Work item. Please copy, with no word changed, only the run of lines that opens with the line containing "Can you find the wood grain" and closes with the last line below.

___ Extracted material ___

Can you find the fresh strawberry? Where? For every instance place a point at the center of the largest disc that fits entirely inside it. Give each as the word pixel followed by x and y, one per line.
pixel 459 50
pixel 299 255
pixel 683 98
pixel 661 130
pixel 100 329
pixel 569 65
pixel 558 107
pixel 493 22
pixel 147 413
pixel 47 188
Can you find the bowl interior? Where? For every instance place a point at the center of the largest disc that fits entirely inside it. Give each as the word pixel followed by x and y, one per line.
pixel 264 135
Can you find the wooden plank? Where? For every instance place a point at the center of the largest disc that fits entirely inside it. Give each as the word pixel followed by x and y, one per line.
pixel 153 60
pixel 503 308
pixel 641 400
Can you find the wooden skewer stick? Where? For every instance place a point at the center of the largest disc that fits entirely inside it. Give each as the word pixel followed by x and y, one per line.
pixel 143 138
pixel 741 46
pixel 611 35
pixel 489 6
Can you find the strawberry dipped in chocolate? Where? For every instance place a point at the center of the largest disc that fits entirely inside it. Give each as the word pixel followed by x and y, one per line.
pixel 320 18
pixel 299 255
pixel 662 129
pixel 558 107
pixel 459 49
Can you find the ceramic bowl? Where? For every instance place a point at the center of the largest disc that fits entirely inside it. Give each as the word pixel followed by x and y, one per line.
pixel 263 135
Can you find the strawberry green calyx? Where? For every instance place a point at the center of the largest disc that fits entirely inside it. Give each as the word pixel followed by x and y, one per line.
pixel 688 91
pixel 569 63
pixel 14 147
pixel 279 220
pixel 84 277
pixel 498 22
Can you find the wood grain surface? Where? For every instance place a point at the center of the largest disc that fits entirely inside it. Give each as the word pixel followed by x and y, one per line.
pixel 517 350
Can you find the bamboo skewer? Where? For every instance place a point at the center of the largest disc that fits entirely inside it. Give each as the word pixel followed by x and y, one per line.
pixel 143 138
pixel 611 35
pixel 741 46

___

Finished task.
Can you find the wood grain surface? Where? For every instance place a point at the center of the largest disc that fits entirely inside it. Give each as the word pixel followed by x and y, one per line.
pixel 517 350
Can you find the bamboo skewer? Where? For every instance place a point at the center of the largest disc that fits entirely inside it. Give each as the word pixel followed by x and y, one per line.
pixel 143 138
pixel 611 35
pixel 741 46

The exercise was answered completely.